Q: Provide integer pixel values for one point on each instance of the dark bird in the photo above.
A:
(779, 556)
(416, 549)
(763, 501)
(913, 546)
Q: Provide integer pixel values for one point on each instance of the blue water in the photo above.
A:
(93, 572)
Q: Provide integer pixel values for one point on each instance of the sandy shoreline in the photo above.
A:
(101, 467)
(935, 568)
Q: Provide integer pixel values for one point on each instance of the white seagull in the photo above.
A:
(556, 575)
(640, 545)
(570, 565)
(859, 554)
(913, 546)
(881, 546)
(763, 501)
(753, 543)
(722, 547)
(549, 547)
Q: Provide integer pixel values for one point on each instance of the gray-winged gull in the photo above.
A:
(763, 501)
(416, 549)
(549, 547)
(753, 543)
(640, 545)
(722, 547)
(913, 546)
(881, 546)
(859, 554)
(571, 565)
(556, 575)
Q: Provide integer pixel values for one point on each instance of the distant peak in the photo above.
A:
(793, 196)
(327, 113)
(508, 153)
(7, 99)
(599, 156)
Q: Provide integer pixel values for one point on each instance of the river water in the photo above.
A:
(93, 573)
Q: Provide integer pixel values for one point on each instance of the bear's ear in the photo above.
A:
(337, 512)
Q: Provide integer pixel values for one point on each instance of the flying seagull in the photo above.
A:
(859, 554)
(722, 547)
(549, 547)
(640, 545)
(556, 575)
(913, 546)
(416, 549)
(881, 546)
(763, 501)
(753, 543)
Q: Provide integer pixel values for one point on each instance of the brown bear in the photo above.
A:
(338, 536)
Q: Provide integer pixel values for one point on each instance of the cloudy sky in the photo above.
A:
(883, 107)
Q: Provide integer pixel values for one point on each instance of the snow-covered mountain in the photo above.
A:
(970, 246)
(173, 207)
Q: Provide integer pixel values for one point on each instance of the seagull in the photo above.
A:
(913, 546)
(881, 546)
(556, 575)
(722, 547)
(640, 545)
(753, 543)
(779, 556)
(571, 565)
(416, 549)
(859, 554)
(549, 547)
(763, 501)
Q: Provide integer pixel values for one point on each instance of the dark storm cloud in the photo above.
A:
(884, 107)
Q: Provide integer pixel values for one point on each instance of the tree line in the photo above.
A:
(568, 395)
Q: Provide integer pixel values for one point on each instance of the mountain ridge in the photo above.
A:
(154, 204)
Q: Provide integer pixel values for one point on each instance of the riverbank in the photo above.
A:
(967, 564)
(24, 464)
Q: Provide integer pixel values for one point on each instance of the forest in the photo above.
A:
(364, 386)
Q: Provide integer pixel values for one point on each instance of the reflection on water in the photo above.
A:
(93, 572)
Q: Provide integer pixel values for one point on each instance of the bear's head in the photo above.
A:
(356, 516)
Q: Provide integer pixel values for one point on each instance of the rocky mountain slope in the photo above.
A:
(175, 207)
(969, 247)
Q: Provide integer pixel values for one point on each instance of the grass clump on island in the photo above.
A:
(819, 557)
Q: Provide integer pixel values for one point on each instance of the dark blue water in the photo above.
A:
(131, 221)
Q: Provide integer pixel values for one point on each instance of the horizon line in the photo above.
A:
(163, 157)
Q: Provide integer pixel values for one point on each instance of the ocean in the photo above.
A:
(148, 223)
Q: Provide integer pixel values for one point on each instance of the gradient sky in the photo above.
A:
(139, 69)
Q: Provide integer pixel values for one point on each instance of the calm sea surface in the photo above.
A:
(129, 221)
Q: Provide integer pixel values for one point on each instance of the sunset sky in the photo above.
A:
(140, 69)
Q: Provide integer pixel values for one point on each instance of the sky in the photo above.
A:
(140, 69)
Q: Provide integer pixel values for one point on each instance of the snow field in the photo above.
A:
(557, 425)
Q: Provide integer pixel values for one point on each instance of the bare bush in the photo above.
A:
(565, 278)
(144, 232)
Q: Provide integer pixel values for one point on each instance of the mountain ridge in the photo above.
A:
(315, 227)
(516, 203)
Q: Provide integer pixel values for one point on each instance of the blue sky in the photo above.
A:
§ §
Exercise goal
Copy out every line above word for word, without changing anything.

Reply to the task
Q: Provide integer pixel values for one point on each instance of the dark bird in the photo above.
A:
(779, 556)
(416, 549)
(763, 501)
(913, 546)
Q: Provide integer pixel values for one point on each instance of the blue water in the photo above.
A:
(93, 572)
Q: Provide integer pixel values for one point on each instance of the sandy shoreline in the photo above.
A:
(101, 467)
(935, 568)
Q: Provide integer pixel values for one point on each instance of the white seagull in the photo above.
A:
(556, 575)
(640, 545)
(570, 565)
(859, 554)
(913, 546)
(881, 546)
(763, 501)
(753, 543)
(722, 547)
(549, 547)
Q: Provide integer pixel values for one point on each instance of the gray-winged gull in the photo above.
A:
(763, 501)
(416, 549)
(549, 547)
(753, 543)
(640, 545)
(722, 547)
(913, 546)
(881, 546)
(859, 554)
(571, 565)
(556, 575)
Q: Provide integer pixel values for one point on each instance of the distant peak in the photo above.
A:
(793, 196)
(327, 113)
(508, 153)
(7, 99)
(599, 156)
Q: Provide integer pixel values for one point on each instance of the river water in the photo above.
A:
(93, 573)
Q: Provide integer pixel values for one point on each instance of the bear's ear in the photo above.
A:
(337, 512)
Q: Provide integer pixel values for one point on each instance of the flying seagull in the photo above.
A:
(859, 554)
(722, 547)
(549, 547)
(640, 545)
(556, 575)
(913, 546)
(416, 549)
(881, 546)
(763, 501)
(753, 543)
Q: Provide integer pixel values for one point on each instance of the brown bear in the photo above.
A:
(338, 536)
Q: Provide integer pixel values for one point on each instance of the cloudy sky in the photo above.
A:
(883, 107)
Q: Provide integer pixel values for one point on each instance of the snow-covered mountain in the photo above.
A:
(970, 246)
(173, 207)
Q: Provide integer pixel values for one point on each instance of the seagull in the photo above.
A:
(913, 546)
(881, 546)
(556, 575)
(722, 547)
(640, 545)
(753, 543)
(779, 556)
(571, 565)
(416, 549)
(859, 554)
(549, 547)
(763, 501)
Q: Provide integer pixel values for one point on each instance of the dark storm cloud in the photo above.
A:
(884, 107)
Q: Provide integer pixel values for one point on each instance of the tree line in the photo above.
A:
(568, 395)
Q: Provide integer pixel values for one point on each instance of the mountain ridge in the photo above.
A:
(154, 204)
Q: Provide integer pixel values for one point on each instance of the riverbank in the photo above.
A:
(967, 564)
(24, 464)
Q: Provide integer pixel values for one point on each instance of the forest in the photo above.
A:
(364, 386)
Q: Provide integer pixel values for one point on each instance of the reflection on water in the photo above.
A:
(93, 572)
Q: Provide integer pixel values for one point on each instance of the bear's head in the photo above.
A:
(356, 516)
Q: Provide integer pixel values for one point on each instance of the rocky mountain slope in the photo above.
A:
(175, 207)
(969, 247)
Q: Provide integer pixel values for one point on each instance of the grass clump on island in the photo above.
A:
(819, 557)
Q: Provide integer pixel values for one point on each instance of the dark blue water in the photo above.
A:
(131, 221)
Q: Provide integer pixel values for one point on each instance of the horizon line in the photo above.
A:
(163, 157)
Q: Provide integer pixel values for one point on each instance of the ocean in the photo above.
A:
(148, 223)
Q: Provide integer pixel values for one point on each instance of the gradient sky in the photo above.
A:
(139, 69)
Q: Provide integer pixel values for one point on each instance of the calm sea surface in the photo above.
A:
(129, 221)
Q: Provide integer pixel values for one point on each instance of the sunset sky in the photo above.
A:
(140, 69)
Q: Provide integer pixel values for one point on each instance of the sky in the photo above.
A:
(140, 69)
Q: Provide integer pixel values for one point on each instance of the snow field in the photo above.
A:
(557, 425)
Q: Provide integer pixel values for one point on each instance of the bare bush in the photo above.
A:
(565, 278)
(144, 232)
Q: Provide integer pixel values for one point on each instance of the mountain ridge in the photo above.
A:
(315, 227)
(516, 203)
Q: Provide integer pixel values for one point on each instance of the blue sky in the photo above.
A:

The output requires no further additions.